** BEGIN PAGE TEXT **

Mysterious botched code upgrade breaks voicemail for unlucky AT&T punters for weeks
Device, server... something with electricity in it, possibly, blamed by US cellular giant
Some AT&T customers are locked out of their voicemails due to a buggy software upgrade.
Subscribers started complaining about the weeks-long blunder in the US telco giant's online support forums earlier this month. Messages such as “Service Not Available” or “Voice Mail unavailable” popped up on folks' cellphones whenever they tried to dial into their voice mail. The problem seems to affect any number of iOS and Android users across America.
“We're aware that some customers may be having difficulty retrieving their voicemail due to a vendor server problem,” the telco confirmed on its message board. “We’re in contact with the vendor as they work to fix it and apologize for any inconvenience this may cause.”
An AT&T spokesperson told The Register on Thursday the cause of the breakdown was software related. “A recent software update to some devices may be affecting our customers' voicemail. We are working with the device manufacturer to issue a patch to resolve this and apologize for any inconvenience this has caused.”
Confusingly, AT&T at times blames the maker of "devices" or "a vendor server" for the voicemail screw-up. Its PR spinners declined to comment specifically on what and where the problem is, and what's affected. Devices could mean handsets, or possibly, a backend system, aka this mysterious "vendor" server. Jay Peters over at The Verge similarly ran into a brick wall with AT&T yesterday on this point.

** END PAGE TEXT **

*TASK INSTRUCTIONS*.
1 > According to the article on the AT&T voicemail outage, why is AT&T's account of the problem confusing?
2 > Reproduce the part of the article on the AT&T voicemail outage starting at "Mysterious botched code" and ending at "buggy software upgrade.".

** BEGIN RECORD EXTRACTS **

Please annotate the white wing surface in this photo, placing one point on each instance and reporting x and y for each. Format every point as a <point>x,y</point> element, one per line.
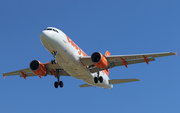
<point>119,60</point>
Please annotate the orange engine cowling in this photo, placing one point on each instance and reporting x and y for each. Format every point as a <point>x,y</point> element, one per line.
<point>38,68</point>
<point>99,60</point>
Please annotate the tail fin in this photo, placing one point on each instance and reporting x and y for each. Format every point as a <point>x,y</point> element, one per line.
<point>107,70</point>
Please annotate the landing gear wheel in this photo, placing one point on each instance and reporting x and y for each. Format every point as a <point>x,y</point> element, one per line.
<point>54,61</point>
<point>101,79</point>
<point>56,84</point>
<point>61,84</point>
<point>96,80</point>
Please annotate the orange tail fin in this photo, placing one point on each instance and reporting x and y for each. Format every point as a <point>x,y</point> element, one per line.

** END RECORD EXTRACTS **

*WRITTEN RESPONSES*.
1 > AT&T's explanation is confusing because the company at times blames the maker of "devices" and at other times blames "a vendor server" for the voicemail failure. Its PR staff also declined to say specifically what and where the problem is or what is affected.

2 >
Mysterious botched code upgrade breaks voicemail for unlucky AT&T punters for weeks
Device, server... something with electricity in it, possibly, blamed by US cellular giant
Some AT&T customers are locked out of their voicemails due to a buggy software upgrade.